Ça lui va bien, à Andrew Haigh, de changer de registre à chaque film et de ne pas s’en tenir à la romance gay qu’il réussît, dès ses débuts, à se réapproprier avec talent dans Week-end et la série Looking. Après les affres sentimentales du troisième âge dans 45 ans, le voilà filmant les grands espaces et les laissés-pour-compte de l’Amérique avec, comme guides occasionnels, un jeune adolescent qui se cherche et Lean on Pete, cheval de course fatigué. Charley a quinze ans, un père un rien loser, un petit boulot chez Del, entraîneur de chevaux (où Charley se prend d’affection pour Pete), et une adolescence abîmée, qui s’est interrompue (il ne va plus à l’école, n’a pas d’amis ni de mère, qu’il n’a jamais connu).


Livré soudain à lui-même suite à un événement dramatique, Charley entreprend alors un long voyage avec Pete, devenu son compagnon d’aventures et improbable confident. Un long voyage à travers l’Ouest américain (Oregon, Idaho et Wyoming) en quête d’une nouvelle famille et d’un foyer stable, ordinaire et rassurant. Au fil de diverses rencontres, de coups du sort et d’une enfance remémorée, Charley se fait héraut et témoin d’un pays affaibli, aux rêves qui n’existent plus (le quotidien difficile de Del, les deux anciens soldats, les sans-abris…), et son périple paraît se calquer sur ces mêmes constats, entre déchirements et désillusions, dans la solitude des terres ou celle, plus violente, des villes.

Consignes écrites:
1 – Veuillez reproduire le passage de la critique qui va de « Ça lui va bien, à » à « n’a jamais connu). ».
2 – Dressez la liste des États américains que la critique mentionne pour le voyage de Charley.
3 – Répondez à ces questions d'après la critique :
(a) Quel âge a Charley ?
(b) Pour qui Charley fait-il un petit boulot ?
(c) Quelle série d'Andrew Haigh la critique cite-t-elle ?
Les lignes qui viennent ensuite ont une autre provenance que la critique.

Données fournies:
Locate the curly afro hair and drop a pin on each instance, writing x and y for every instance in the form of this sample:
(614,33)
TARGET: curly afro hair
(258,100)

Réponses:
1 –
Ça lui va bien, à Andrew Haigh, de changer de registre à chaque film et de ne pas s’en tenir à la romance gay qu’il réussît, dès ses débuts, à se réapproprier avec talent dans Week-end et la série Looking. Après les affres sentimentales du troisième âge dans 45 ans, le voilà filmant les grands espaces et les laissés-pour-compte de l’Amérique avec, comme guides occasionnels, un jeune adolescent qui se cherche et Lean on Pete, cheval de course fatigué. Charley a quinze ans, un père un rien loser, un petit boulot chez Del, entraîneur de chevaux (où Charley se prend d’affection pour Pete), et une adolescence abîmée, qui s’est interrompue (il ne va plus à l’école, n’a pas d’amis ni de mère, qu’il n’a jamais connu).

2 – Oregon, Idaho, Wyoming

3 –
(a) Quinze ans.
(b) Pour Del, entraîneur de chevaux.
(c) Looking.